Exercise 1: In the poetry journal post below, why did the writer produce only a couple of poems in the four years after leaving that English class? Answer in one to three sentences.

Source extract:

* * * *

Wednesday, February 8, 2012

To Nothingness, a poem

My poetry journal.
I started writing poetry in eighth grade. My English teacher at the time required us to learn different styles of poem writing, mainly based on meter and rhyme. He'd send us home with assignments. "Write a blank verse tonight." "Try your hand at a Shakespearean sonnet for your poetry journal."

I would sit, staring at my notebook and feeling hindered by the instructions. If I want to write about a certain topic, why should I have to care if it's in iambic pentameter? In my frustration I didn't realize what I was being afforded.

The problem was that I hated being prescribed certain structures. But in time I learned how magnificent I felt when I used them.

For the next four years after leaving that English class, I only wrote another couple of poems. My high school days were filled with academic and journalistic writing assignments and I rarely, if ever, made time to be creative with my work.

* * * *

Extracted records:
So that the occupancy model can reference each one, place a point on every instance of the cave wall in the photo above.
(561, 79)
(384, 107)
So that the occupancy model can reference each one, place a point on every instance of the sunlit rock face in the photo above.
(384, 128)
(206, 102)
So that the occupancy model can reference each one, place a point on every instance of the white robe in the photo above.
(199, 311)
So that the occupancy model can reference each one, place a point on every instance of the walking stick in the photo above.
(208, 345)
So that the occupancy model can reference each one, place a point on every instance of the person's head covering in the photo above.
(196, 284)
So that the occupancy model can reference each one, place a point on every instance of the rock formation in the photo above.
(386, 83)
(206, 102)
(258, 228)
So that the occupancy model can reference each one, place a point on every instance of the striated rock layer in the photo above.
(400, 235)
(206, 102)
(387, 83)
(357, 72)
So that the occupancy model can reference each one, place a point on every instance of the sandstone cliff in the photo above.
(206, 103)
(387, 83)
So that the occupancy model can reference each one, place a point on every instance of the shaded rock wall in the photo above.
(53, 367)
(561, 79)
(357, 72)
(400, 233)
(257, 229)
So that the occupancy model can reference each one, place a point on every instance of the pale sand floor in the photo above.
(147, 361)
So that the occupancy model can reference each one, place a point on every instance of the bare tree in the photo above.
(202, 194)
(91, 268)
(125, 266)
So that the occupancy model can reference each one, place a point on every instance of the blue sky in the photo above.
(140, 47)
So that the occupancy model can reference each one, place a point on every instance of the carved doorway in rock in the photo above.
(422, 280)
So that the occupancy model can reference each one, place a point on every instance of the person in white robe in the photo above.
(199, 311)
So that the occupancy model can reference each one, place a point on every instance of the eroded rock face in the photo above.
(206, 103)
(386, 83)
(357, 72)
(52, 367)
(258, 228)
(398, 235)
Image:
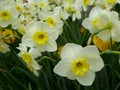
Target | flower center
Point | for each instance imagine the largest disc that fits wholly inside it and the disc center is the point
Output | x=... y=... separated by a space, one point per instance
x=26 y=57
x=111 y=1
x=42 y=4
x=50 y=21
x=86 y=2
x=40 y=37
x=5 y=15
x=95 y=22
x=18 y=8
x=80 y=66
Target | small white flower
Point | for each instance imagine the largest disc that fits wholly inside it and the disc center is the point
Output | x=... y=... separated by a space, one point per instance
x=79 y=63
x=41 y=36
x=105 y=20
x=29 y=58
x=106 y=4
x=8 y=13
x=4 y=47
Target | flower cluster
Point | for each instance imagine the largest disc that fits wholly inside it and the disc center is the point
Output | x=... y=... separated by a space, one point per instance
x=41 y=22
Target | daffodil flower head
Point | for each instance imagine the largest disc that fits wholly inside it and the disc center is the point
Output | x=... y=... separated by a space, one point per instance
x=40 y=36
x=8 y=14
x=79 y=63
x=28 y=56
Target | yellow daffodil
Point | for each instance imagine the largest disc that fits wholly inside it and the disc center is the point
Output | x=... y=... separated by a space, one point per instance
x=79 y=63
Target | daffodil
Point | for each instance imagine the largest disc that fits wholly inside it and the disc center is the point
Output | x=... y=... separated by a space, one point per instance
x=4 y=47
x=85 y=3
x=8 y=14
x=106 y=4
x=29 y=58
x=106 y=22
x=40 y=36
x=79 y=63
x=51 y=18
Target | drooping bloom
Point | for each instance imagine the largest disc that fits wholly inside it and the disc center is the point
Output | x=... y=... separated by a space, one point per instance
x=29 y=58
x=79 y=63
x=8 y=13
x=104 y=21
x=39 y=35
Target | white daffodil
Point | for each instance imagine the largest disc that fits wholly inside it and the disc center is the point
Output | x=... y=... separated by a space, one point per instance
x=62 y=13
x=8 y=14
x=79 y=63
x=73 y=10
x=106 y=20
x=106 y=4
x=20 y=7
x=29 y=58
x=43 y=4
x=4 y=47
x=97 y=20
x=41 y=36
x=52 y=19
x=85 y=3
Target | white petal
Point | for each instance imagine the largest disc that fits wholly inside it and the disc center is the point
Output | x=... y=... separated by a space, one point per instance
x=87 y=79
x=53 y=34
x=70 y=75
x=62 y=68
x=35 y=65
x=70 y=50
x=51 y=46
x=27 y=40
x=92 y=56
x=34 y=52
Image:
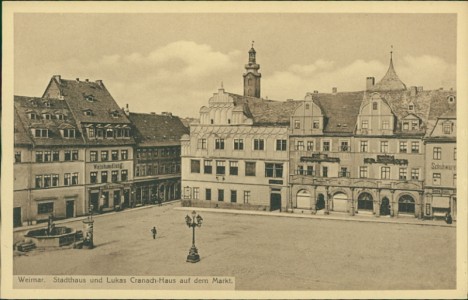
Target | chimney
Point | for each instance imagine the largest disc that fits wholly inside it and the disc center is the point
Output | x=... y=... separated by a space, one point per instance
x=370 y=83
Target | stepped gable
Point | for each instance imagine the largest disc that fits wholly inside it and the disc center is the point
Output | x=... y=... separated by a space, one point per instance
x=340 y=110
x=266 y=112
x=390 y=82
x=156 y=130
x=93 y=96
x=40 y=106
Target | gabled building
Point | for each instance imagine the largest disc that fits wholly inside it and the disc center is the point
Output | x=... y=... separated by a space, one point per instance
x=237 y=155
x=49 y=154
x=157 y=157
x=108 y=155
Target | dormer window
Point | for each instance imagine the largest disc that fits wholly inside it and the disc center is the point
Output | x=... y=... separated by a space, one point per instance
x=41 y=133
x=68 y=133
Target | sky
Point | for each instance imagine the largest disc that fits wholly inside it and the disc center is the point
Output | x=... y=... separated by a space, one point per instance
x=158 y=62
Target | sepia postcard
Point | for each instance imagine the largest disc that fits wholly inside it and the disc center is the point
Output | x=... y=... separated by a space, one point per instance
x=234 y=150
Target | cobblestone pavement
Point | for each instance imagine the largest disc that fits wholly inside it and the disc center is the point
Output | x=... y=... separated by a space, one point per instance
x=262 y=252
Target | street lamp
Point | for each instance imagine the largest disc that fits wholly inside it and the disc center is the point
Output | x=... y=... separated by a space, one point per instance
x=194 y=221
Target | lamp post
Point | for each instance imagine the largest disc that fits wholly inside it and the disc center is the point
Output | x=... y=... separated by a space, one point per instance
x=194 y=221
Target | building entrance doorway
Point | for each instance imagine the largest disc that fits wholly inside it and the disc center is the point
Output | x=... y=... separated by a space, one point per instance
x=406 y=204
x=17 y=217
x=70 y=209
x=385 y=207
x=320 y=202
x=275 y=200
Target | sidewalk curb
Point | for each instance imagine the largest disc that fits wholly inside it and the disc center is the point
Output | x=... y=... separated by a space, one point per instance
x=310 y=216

* * * *

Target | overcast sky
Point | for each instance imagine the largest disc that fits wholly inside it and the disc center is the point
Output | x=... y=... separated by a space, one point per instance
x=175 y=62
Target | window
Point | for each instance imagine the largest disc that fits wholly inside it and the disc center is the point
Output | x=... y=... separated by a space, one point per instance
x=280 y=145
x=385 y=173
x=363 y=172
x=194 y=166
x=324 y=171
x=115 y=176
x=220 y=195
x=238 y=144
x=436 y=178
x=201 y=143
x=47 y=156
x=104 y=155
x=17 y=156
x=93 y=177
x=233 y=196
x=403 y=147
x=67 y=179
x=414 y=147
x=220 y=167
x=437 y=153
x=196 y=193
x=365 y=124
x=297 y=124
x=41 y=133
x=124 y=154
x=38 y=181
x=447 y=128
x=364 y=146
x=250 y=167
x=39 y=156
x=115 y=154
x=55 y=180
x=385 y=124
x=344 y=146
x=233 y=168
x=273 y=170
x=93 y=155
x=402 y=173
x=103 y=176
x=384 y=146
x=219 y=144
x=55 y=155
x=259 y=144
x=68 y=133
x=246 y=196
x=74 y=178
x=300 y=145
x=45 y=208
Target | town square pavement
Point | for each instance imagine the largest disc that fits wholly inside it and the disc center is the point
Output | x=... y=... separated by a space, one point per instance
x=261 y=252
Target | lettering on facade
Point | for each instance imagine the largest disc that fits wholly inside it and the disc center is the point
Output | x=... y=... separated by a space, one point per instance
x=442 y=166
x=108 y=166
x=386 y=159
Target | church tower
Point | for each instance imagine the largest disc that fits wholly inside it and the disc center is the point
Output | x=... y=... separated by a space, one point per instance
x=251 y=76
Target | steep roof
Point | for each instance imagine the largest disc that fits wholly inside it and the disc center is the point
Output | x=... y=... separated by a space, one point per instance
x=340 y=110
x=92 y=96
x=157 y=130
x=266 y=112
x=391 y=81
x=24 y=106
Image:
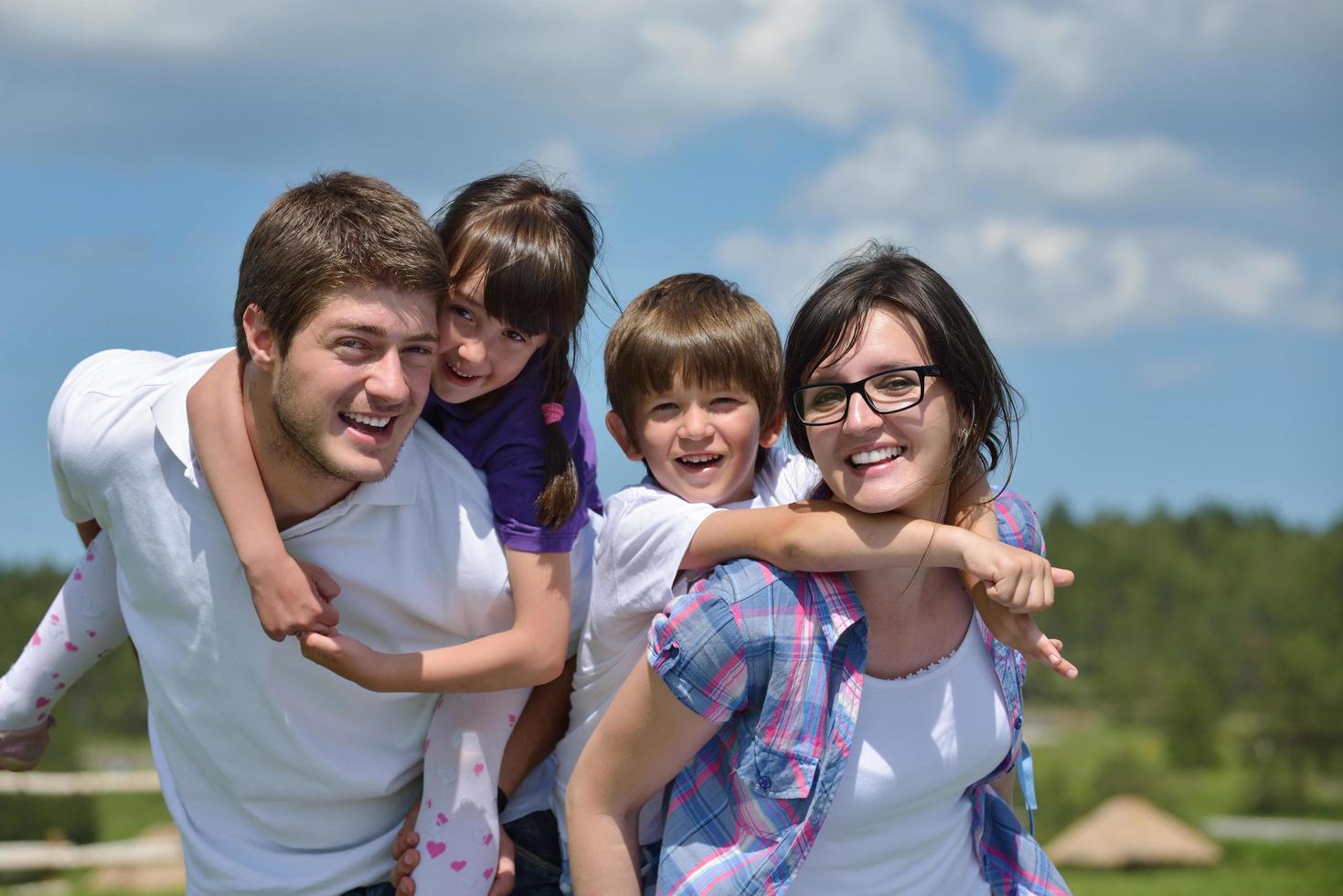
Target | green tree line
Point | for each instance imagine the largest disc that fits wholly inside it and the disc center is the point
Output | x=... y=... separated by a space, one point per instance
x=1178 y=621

* * * *

Exercise 2: Which lines of the entries above contain the word "white"? Return each of them in full.

Answer 1: The writer's high school days were filled with academic and journalistic writing assignments. The writer rarely, if ever, made time to be creative with that work.

Answer 2:
So that the occupancy model can reference each one, place a point on every instance of the white robe in the photo above.
So that the occupancy model can reference each one, place a point on every instance of the person in white robe in the photo above.
Target | small white flower
Target | white daffodil
Target | white petal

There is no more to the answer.